— TASK PROMPT —
The lines needed are those below that contain the word "shorts"; copy each one.

— GIVEN RECORDS —
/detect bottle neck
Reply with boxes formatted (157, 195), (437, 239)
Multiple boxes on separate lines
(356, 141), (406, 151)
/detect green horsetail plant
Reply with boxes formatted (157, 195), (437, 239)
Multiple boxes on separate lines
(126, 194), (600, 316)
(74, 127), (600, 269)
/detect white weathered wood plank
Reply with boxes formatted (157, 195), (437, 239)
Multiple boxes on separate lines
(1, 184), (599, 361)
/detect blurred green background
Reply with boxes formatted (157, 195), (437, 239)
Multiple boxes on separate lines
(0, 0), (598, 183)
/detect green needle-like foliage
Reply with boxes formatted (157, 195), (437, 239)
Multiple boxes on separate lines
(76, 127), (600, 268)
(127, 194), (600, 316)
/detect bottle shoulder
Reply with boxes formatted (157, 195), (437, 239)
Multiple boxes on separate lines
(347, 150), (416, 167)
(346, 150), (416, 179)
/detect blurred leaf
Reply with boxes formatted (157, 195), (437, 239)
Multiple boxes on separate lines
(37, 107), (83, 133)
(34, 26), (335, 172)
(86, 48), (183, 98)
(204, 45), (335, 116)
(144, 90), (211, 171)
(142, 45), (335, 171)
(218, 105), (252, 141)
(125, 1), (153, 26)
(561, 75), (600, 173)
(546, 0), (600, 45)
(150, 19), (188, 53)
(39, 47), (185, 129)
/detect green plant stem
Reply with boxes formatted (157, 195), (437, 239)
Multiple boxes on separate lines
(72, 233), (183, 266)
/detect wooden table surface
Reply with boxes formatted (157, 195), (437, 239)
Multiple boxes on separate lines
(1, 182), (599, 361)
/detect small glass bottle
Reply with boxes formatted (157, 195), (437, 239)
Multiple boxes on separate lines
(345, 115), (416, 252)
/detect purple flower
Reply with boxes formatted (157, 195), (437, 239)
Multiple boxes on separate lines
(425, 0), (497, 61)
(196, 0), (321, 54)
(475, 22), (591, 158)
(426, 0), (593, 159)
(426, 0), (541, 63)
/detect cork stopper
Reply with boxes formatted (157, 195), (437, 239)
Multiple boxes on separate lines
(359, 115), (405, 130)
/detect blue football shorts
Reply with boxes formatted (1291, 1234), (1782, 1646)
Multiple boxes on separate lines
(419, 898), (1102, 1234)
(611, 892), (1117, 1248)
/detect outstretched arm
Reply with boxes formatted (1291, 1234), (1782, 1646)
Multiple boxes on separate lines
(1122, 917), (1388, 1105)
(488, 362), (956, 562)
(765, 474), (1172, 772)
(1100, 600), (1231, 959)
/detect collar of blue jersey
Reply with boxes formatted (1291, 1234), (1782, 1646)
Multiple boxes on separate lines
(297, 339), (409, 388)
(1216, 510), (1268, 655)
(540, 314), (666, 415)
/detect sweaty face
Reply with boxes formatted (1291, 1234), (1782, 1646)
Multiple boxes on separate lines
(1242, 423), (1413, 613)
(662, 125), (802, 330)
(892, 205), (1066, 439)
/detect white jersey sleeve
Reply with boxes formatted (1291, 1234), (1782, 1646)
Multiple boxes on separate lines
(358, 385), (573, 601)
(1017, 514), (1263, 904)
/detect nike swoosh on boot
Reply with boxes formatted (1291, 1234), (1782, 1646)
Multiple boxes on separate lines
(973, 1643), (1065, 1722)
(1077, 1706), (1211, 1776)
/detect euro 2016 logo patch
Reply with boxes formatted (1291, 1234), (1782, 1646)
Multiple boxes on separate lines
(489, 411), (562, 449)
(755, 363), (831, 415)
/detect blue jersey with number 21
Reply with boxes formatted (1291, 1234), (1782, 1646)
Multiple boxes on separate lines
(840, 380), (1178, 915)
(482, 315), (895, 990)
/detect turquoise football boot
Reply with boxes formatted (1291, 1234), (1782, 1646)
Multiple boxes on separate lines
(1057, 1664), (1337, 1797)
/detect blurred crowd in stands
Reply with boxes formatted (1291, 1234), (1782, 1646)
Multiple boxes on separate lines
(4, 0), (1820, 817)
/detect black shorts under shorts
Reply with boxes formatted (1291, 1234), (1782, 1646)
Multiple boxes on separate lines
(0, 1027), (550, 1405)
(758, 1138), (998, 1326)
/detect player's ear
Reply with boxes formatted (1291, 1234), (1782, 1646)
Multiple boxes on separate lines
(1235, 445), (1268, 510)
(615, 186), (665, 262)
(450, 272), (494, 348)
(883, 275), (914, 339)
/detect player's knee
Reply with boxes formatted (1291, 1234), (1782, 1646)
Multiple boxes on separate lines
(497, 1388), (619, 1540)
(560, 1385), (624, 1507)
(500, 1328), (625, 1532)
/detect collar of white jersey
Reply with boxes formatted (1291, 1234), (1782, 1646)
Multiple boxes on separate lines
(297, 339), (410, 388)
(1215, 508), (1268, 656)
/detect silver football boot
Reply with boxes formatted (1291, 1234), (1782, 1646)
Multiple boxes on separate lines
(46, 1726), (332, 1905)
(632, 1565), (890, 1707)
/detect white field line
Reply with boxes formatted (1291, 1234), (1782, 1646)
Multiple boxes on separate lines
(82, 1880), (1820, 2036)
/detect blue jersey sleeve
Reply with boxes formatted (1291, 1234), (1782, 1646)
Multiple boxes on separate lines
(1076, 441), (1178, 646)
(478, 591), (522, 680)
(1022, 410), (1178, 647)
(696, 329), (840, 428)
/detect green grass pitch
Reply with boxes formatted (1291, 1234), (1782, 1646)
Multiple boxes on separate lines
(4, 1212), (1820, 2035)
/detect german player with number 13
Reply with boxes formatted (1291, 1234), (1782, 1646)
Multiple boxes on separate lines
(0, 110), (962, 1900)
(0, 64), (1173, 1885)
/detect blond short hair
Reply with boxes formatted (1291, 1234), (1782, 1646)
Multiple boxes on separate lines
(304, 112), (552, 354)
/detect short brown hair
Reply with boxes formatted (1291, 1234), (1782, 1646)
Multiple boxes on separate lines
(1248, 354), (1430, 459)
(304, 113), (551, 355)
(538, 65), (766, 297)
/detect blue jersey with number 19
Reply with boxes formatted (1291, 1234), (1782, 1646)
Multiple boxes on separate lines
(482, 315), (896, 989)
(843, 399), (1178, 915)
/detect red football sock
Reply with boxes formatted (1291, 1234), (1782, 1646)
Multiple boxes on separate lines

— OUTPUT OF THE EXERCISE —
/detect blue football shorts
/detect black shorts under shorts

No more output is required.